> **Travail à faire**:
1. Selon l'extrait, de qui Voltaire pressait-il Diderot d'accepter les offres ?
2. D'après l'extrait, pourquoi Voltaire conjurait-il Diderot de quitter la France ?
3. Recopiez le passage de l'extrait qui va de "Au plus fort" à "qu'on verra ici.".

> **Extrait choisi**:
****************

Au plus fort de la lutte encyclopédique, Voltaire, ému des risques courus par Diderot, l'adjura d'abandonner la France et d'accepter les offres de Catherine II de Russie. « C’était, dit Jacques-André Naigeon, une lettre en forme de mémoire, que Voltaire fit remettre par une voie indirecte, et dans laquelle, après un exposé des faits qu’il soumettait à l’examen de Diderot, il lui communiquait librement toutes ses craintes et lui conseillait d’abandonner la terre qui l’avait vu naître, l’invitait à le suivre dans sa retraite, et le conjurait, au nom de l’humanité, de ne pas rester exposé à la proscription dont le Parlement venait de donner le premier signal, et de ne pas sacrifier, par un stoïcisme déplacé, une vie et des talents qui pouvaient être encore longtemps utiles aux sciences et à la société. » Diderot lui répondit dans les termes qu'on verra ici.
De Voltaire à Diderot 23 juillet 1766.

****************

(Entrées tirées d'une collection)
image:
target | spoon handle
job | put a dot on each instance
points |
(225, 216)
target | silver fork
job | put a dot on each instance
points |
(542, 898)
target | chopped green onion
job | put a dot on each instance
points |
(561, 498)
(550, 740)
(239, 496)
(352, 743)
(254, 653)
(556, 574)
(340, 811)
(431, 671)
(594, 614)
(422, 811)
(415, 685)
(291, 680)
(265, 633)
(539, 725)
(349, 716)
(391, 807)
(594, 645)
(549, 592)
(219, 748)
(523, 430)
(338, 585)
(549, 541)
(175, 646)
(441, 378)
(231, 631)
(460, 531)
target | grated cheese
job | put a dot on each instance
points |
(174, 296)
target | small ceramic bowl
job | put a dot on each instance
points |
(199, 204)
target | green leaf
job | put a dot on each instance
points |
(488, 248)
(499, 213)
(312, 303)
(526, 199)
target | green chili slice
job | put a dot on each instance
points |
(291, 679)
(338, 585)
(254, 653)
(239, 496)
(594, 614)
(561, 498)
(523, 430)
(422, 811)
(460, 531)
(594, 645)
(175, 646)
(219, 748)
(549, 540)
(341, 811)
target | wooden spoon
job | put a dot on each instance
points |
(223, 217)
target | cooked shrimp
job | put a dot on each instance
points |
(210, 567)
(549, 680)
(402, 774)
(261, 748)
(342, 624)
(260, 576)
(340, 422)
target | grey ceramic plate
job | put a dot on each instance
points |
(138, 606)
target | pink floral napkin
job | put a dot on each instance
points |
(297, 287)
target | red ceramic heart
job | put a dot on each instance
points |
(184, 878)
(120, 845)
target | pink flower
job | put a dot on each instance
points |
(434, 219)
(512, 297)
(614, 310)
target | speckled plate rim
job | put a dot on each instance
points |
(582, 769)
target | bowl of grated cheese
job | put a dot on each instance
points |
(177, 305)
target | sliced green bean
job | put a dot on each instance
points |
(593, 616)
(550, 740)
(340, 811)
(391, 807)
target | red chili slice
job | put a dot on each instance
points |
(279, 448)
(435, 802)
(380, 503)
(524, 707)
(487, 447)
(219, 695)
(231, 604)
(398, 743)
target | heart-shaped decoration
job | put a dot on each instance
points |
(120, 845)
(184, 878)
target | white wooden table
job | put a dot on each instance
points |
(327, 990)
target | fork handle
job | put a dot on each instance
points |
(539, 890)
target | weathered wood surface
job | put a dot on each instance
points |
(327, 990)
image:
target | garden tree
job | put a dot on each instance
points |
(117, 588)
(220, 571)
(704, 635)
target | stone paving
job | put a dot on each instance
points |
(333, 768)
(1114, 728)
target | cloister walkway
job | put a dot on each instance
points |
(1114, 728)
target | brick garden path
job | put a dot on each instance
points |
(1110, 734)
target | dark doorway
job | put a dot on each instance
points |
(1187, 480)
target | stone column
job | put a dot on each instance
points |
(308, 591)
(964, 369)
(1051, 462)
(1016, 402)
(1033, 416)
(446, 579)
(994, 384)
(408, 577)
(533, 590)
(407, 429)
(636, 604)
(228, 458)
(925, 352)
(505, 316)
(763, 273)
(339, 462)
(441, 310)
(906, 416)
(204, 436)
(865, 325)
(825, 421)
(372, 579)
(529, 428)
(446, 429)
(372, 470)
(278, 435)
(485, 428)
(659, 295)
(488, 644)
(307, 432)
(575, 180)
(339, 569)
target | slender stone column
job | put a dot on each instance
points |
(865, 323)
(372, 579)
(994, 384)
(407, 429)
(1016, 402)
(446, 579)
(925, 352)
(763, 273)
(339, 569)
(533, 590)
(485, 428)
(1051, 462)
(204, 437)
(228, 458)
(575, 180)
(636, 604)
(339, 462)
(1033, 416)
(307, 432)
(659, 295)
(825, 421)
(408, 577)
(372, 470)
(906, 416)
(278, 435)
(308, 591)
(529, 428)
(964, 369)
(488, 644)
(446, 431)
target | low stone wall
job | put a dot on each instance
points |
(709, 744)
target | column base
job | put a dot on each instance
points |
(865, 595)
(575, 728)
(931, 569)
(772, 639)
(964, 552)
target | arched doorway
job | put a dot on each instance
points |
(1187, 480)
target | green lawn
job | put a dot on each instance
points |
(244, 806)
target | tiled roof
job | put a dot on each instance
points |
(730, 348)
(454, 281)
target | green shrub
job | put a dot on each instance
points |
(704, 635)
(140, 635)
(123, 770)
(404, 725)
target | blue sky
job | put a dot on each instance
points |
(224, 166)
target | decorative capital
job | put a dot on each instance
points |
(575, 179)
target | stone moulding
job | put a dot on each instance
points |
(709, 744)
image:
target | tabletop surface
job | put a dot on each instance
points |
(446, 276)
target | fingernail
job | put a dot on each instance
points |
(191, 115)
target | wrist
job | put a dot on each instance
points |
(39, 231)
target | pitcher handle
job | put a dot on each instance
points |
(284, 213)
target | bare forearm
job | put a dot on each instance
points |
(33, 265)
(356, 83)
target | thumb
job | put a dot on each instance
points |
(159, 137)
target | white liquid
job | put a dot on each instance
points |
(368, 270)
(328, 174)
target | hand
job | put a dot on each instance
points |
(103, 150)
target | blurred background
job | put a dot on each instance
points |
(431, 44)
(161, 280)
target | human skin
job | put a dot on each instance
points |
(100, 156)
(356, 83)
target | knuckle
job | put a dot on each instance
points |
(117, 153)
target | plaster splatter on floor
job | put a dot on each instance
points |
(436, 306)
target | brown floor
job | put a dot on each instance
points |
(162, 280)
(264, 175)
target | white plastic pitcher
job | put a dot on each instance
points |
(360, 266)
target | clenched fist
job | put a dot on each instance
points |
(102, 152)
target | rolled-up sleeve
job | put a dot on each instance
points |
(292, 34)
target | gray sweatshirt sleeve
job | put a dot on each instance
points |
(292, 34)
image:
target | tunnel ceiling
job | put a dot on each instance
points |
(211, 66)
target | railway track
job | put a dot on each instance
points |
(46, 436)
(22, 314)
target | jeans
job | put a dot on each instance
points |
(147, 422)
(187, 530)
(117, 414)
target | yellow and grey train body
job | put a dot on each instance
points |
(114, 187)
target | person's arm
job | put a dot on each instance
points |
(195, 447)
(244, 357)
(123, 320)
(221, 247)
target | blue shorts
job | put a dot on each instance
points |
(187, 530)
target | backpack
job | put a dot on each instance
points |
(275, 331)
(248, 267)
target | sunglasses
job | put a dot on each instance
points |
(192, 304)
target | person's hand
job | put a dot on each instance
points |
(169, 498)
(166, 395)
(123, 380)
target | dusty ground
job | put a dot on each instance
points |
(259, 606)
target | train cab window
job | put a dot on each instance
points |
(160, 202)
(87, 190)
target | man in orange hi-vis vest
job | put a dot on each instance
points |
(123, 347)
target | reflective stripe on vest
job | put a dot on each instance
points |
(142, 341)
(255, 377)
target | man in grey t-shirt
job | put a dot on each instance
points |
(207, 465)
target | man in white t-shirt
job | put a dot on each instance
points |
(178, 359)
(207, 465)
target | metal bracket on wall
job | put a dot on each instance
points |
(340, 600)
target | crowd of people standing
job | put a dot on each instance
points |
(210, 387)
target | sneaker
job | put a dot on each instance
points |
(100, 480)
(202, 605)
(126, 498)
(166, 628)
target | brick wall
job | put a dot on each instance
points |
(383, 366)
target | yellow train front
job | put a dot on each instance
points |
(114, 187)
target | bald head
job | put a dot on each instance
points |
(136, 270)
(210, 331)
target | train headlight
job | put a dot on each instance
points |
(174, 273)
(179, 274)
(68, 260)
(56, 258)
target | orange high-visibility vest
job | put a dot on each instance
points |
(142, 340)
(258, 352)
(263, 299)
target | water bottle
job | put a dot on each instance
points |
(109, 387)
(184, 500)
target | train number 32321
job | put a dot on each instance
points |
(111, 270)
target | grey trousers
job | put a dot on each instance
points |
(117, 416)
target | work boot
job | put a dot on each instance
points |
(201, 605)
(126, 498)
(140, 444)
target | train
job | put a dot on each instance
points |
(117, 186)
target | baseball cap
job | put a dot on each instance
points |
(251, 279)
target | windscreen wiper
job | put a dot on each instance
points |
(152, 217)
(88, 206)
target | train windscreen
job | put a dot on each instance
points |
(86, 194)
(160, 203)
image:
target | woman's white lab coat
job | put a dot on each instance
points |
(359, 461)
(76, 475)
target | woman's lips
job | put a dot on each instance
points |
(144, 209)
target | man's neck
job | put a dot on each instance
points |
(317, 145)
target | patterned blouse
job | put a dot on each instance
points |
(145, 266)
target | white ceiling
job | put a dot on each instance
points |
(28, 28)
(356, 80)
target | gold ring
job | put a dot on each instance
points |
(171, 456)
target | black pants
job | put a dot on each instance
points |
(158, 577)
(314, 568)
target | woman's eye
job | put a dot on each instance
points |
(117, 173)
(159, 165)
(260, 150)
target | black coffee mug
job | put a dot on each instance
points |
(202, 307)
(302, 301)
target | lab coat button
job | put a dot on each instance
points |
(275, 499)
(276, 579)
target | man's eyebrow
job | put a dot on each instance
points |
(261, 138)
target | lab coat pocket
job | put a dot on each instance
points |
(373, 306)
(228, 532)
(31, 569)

****************

> **Réponses**:
1. Des offres de Catherine II de Russie.

2. Voltaire était ému des risques que courait Diderot. Il ne voulait pas le voir rester exposé à la proscription dont le Parlement venait de donner le premier signal. Il ne voulait pas non plus qu'il sacrifie, par un stoïcisme déplacé, une vie et des talents qui pouvaient être encore longtemps utiles aux sciences et à la société.

3.
Au plus fort de la lutte encyclopédique, Voltaire, ému des risques courus par Diderot, l'adjura d'abandonner la France et d'accepter les offres de Catherine II de Russie. « C’était, dit Jacques-André Naigeon, une lettre en forme de mémoire, que Voltaire fit remettre par une voie indirecte, et dans laquelle, après un exposé des faits qu’il soumettait à l’examen de Diderot, il lui communiquait librement toutes ses craintes et lui conseillait d’abandonner la terre qui l’avait vu naître, l’invitait à le suivre dans sa retraite, et le conjurait, au nom de l’humanité, de ne pas rester exposé à la proscription dont le Parlement venait de donner le premier signal, et de ne pas sacrifier, par un stoïcisme déplacé, une vie et des talents qui pouvaient être encore longtemps utiles aux sciences et à la société. » Diderot lui répondit dans les termes qu'on verra ici.